# [What is needed]
In the copy, keep every record exact and leave out all images.

++++ Working data

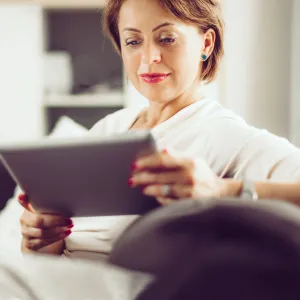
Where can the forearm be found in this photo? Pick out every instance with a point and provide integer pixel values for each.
(289, 192)
(53, 249)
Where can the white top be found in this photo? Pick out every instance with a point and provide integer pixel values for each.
(204, 129)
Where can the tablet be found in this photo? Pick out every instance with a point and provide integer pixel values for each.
(81, 177)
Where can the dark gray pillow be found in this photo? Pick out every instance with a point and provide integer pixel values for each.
(221, 250)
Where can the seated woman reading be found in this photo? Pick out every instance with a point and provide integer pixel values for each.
(170, 49)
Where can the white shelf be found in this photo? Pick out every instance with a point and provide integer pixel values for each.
(85, 101)
(60, 4)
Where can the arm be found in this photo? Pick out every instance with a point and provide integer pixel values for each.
(53, 249)
(289, 192)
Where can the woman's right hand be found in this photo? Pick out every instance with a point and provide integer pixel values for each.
(40, 231)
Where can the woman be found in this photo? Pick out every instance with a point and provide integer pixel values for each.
(169, 49)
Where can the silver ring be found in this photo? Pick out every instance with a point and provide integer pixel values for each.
(166, 189)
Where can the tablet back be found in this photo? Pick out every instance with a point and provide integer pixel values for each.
(82, 178)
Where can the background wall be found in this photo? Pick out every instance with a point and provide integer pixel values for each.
(295, 71)
(20, 72)
(257, 67)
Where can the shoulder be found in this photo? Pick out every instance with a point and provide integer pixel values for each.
(116, 122)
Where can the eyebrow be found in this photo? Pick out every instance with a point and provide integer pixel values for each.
(155, 29)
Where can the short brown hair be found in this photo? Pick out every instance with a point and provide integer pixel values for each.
(205, 13)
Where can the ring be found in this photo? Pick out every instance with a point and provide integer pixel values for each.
(166, 189)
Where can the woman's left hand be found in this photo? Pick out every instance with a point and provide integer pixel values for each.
(169, 178)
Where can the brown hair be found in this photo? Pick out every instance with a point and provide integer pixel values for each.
(205, 13)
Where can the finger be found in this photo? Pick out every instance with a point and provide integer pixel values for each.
(38, 233)
(44, 221)
(37, 244)
(24, 201)
(165, 201)
(162, 177)
(162, 160)
(176, 191)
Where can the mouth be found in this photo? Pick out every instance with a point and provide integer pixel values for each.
(153, 78)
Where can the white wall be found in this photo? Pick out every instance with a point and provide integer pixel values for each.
(21, 80)
(295, 71)
(256, 71)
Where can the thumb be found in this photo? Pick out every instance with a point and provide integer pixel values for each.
(24, 201)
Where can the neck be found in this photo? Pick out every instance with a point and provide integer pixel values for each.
(158, 113)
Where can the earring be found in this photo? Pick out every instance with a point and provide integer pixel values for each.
(204, 57)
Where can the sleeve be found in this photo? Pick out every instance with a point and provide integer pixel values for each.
(237, 150)
(267, 157)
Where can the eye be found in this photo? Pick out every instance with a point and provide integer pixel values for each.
(167, 41)
(132, 43)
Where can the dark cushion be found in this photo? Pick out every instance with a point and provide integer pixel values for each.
(219, 251)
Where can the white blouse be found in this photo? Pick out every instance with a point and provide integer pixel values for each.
(205, 130)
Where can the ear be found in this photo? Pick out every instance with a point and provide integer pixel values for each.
(209, 39)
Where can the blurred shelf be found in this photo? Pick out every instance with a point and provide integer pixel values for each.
(61, 4)
(84, 101)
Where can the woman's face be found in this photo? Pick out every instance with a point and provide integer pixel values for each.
(161, 54)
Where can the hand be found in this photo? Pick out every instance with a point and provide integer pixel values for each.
(169, 178)
(41, 230)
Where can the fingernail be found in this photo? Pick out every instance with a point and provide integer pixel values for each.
(134, 166)
(69, 222)
(23, 197)
(67, 233)
(130, 182)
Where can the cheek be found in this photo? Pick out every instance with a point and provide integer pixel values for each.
(185, 63)
(131, 63)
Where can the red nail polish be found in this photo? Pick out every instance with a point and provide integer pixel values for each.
(130, 182)
(69, 222)
(23, 197)
(134, 166)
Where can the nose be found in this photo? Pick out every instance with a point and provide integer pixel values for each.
(151, 54)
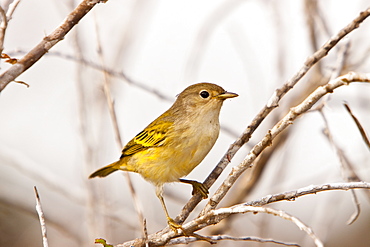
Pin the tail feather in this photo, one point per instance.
(105, 171)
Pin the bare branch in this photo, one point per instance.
(216, 215)
(47, 43)
(42, 218)
(272, 104)
(188, 240)
(359, 126)
(278, 128)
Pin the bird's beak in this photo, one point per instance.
(226, 95)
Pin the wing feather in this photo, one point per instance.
(152, 136)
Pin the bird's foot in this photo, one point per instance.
(197, 187)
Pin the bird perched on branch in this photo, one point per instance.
(176, 142)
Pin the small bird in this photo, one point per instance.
(176, 142)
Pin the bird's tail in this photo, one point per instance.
(106, 170)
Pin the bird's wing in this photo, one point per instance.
(151, 136)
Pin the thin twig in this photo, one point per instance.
(216, 215)
(117, 132)
(47, 43)
(272, 104)
(164, 236)
(359, 126)
(188, 240)
(284, 123)
(42, 218)
(348, 172)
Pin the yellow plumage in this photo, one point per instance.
(176, 142)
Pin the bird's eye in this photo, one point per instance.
(204, 94)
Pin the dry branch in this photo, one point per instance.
(47, 43)
(40, 212)
(271, 105)
(216, 215)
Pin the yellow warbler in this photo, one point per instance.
(176, 142)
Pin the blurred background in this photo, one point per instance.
(59, 130)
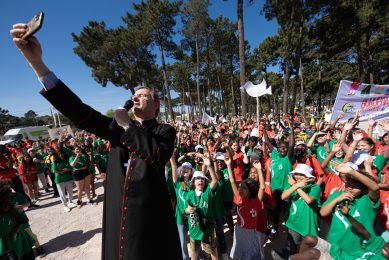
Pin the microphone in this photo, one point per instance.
(127, 106)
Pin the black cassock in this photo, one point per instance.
(137, 215)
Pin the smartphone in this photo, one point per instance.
(34, 25)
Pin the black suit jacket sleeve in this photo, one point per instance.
(82, 115)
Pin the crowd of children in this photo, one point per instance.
(324, 182)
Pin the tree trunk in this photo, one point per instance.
(165, 82)
(302, 98)
(319, 93)
(209, 80)
(242, 58)
(294, 94)
(198, 75)
(286, 87)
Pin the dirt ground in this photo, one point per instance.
(78, 233)
(72, 235)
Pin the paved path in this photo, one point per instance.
(77, 234)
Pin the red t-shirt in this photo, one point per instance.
(247, 211)
(29, 173)
(383, 213)
(314, 163)
(239, 165)
(268, 196)
(5, 171)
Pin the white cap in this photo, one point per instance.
(304, 169)
(300, 143)
(254, 132)
(199, 146)
(185, 164)
(220, 156)
(359, 157)
(199, 174)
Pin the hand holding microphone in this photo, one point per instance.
(120, 116)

++++++++

# [Task response]
Where can the forearm be found in this photo? Pick out every instance with a point and provide integer pixel values for each.
(289, 192)
(53, 249)
Where can the white top be found in this photo? Pick out every instance with a point and provide integer pixel values for each.
(204, 129)
Where can the tablet be found in this photo? Pick out every instance with a point and provide integer pixel values for each.
(81, 177)
Where can the dark gray pillow be found in this photo? Pick out every instance with a point and provide integer pixel values for each.
(221, 250)
Where can the seated woman reading be found in this photo? Pick out every instance with a point and provide integer pixel values for each.
(170, 49)
Where can the white shelf be found in this photo? Pick out every instance with a point and provide integer pixel values for each.
(85, 101)
(60, 4)
Where can the arm be found in this photo? Pick out every instance with a point and provide integer pixel values for each.
(53, 249)
(289, 192)
Where can the woman's right hand be found in this photo? Pick out every instance with a point and provide integer pixel values for each.
(40, 231)
Where can the woman be found in this photo? Pick out every instance with a point and provide integer pixel values for each.
(169, 49)
Where can the silver ring be found in this photo? Pick out every instance with a point and provide integer pixel values for each.
(166, 189)
Where can the tablet back be found in this photo? Pick out every instance with a point and provide integer pixel values for each.
(82, 178)
Where can the background wall be found in this photo? Pick out every instance with a point and provide integer pixel values for each.
(295, 71)
(20, 72)
(257, 67)
Where can the shoulder be found in this photo? Pick out every instance with a point and provide integer pixel values for each.
(116, 122)
Where can the eyebrow be found in this photo? Pick out every instance with a point and provide integer pixel values for each.
(155, 29)
Where can the short brown hair be found in this photo? Pick out every instance with a point and provide integer pixel values for each.
(205, 13)
Where can the ring be found in this photo? Pick out every instance with a point and provide integer pixel values for each.
(166, 189)
Where can the woman's left hand be found in this photo? Pick out every instance with a point and provide integer pixel values for each.
(169, 178)
Where can the brown hair be found in this photo? Pick out every instance with a point and provide integer pixel values for each.
(205, 13)
Where can the finger be found in this photo? Pick out every instance with a point and provide integer pixel values for each.
(38, 233)
(44, 221)
(37, 244)
(24, 201)
(165, 201)
(162, 177)
(162, 160)
(176, 191)
Where can the mouth be found in this photo? Pick out every instance with a point and provide integer pixel values for each.
(153, 78)
Where can the white wall be found in this photo? Pick out every instance with a point and provide integer pixel values for each.
(21, 80)
(295, 71)
(256, 71)
Where can the thumb be found in this photo? Pick out every instance with a point and provide integer pixel values for each.
(24, 201)
Where can the neck be found in this photo? Pick out every instance with a point and provide integer pixel values for each.
(158, 113)
Where can the earring be found in this photo? Pick out every instance with a point and provide integer pixel values for each.
(204, 57)
Where can the sleeve be found in this photo? Pick out every instance with a point and provide integer pixel values for each.
(237, 150)
(267, 157)
Where can the eye be found in this photo? Pick out every instance with a point and provide integer pixel values for each.
(167, 41)
(132, 43)
Where can the dark cushion be found in this photo? Pick out every instance with a point and provide integer pixel values for each.
(219, 251)
Where can the white blouse be found in this photo? Pick out every instance with a point and provide integer pixel values for each.
(205, 130)
Where can the ear be found in this photo? Pick out every instance with a point and provide integer pixel values for each.
(209, 39)
Where can the blurred shelf be found in this photo? Pick out every instance with a point and provide integer pixel values for each.
(61, 4)
(84, 101)
Where can the woman's face be found in this photo? Pick out every instance with a point and provide integer pixel values for each.
(161, 54)
Where can the hand be found in this photo? Pick out every instance with a point and provide integer pixel values for each.
(169, 178)
(41, 230)
Where can the fingernail be found in this photo? Pick out every instance with a point and provide integer pixel values for each.
(134, 166)
(69, 222)
(23, 197)
(67, 233)
(130, 182)
Where can the cheek be found in this photo? Pick out every instance with a point and provide integer pixel values for each.
(185, 63)
(131, 63)
Where can the red nail polish be found in this photo? Pick out every instance with a point and provide integer pixel values for each.
(130, 182)
(69, 222)
(23, 197)
(134, 166)
Where can the nose be found in this photo? Pick out every instance with a point and provide integer pixel values for each.
(151, 54)
Pin the tail feather in this photo, one point per instance.
(105, 171)
Pin the bare branch in this photo, one point per instance.
(216, 215)
(47, 43)
(42, 218)
(272, 104)
(188, 240)
(359, 126)
(278, 128)
Pin the bird's beak in this photo, one point per instance.
(226, 95)
Pin the wing feather in this photo, one point per instance.
(152, 136)
Pin the bird's foot in this photo, one point per instance.
(197, 187)
Pin the bird perched on branch in this photo, one point per instance.
(176, 142)
Pin the small bird in this photo, one point per instance.
(176, 142)
Pin the bird's tail in this photo, one point per instance.
(106, 170)
Pin the bird's wing in this photo, one point per instance.
(151, 136)
Pin the thin twig in this photo, one point per instance.
(216, 215)
(117, 132)
(47, 43)
(272, 104)
(164, 236)
(359, 126)
(188, 240)
(284, 123)
(42, 218)
(348, 172)
Pin the yellow plumage in this photo, one point per instance.
(176, 142)
Pin the bird's eye in this photo, one point per instance.
(204, 94)
Pin the dry branch in this photo, one point per instance.
(47, 43)
(40, 212)
(271, 105)
(216, 215)
Pin the yellow warbler in this photo, one point per instance.
(176, 142)
Pin the blurred background in this photo, one point per instance.
(59, 130)
Pin the microphone in this photo, one point per instance.
(127, 106)
Pin the black cassock in this photo, one point per instance.
(137, 215)
Pin the smartphone in this photo, one point per instance.
(34, 25)
Pin the black suit jacket sleeve in this photo, one point per instance.
(82, 115)
Pin the crowd of children in this photo, one point per instance.
(324, 182)
Pin the tree trunk in this photo, one point per instance.
(165, 82)
(302, 98)
(319, 93)
(209, 80)
(242, 58)
(294, 94)
(198, 75)
(286, 87)
Pin the dirt ground in this photo, one point per instance.
(78, 233)
(72, 235)
Pin the paved path in this photo, one point per instance.
(77, 234)
Pin the red t-shirt in this photo, one point per instance.
(247, 211)
(29, 173)
(383, 213)
(314, 163)
(239, 165)
(268, 196)
(5, 171)
Pin the white cap in this photo, one point per instance.
(304, 169)
(300, 143)
(254, 132)
(199, 146)
(185, 164)
(220, 156)
(359, 157)
(199, 174)
Pin the hand holding microphone in this photo, one point per instance.
(120, 116)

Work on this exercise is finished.